» **TASK DIRECTIONS**
Please tally the lines in the entries below that contain the string "coordinates", with case counting. Reply with the number alone.

» **PROVIDED DATA**
##########

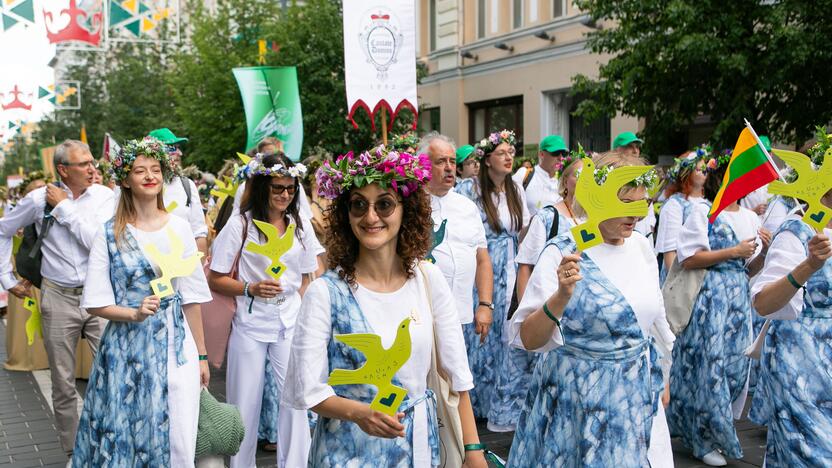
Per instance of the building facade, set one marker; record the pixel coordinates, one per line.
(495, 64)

##########

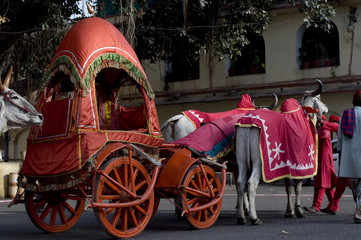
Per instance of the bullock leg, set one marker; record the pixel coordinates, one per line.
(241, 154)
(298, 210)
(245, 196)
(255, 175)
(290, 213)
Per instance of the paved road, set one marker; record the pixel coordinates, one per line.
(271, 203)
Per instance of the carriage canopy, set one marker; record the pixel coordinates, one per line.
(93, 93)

##########

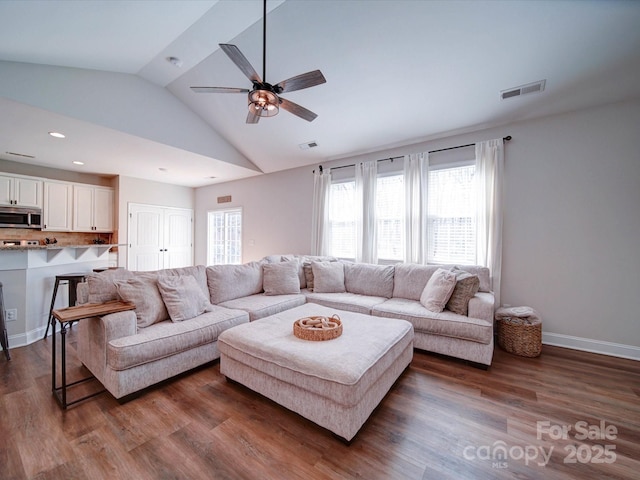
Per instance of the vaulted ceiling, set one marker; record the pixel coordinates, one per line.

##########

» **TASK ANSWER**
5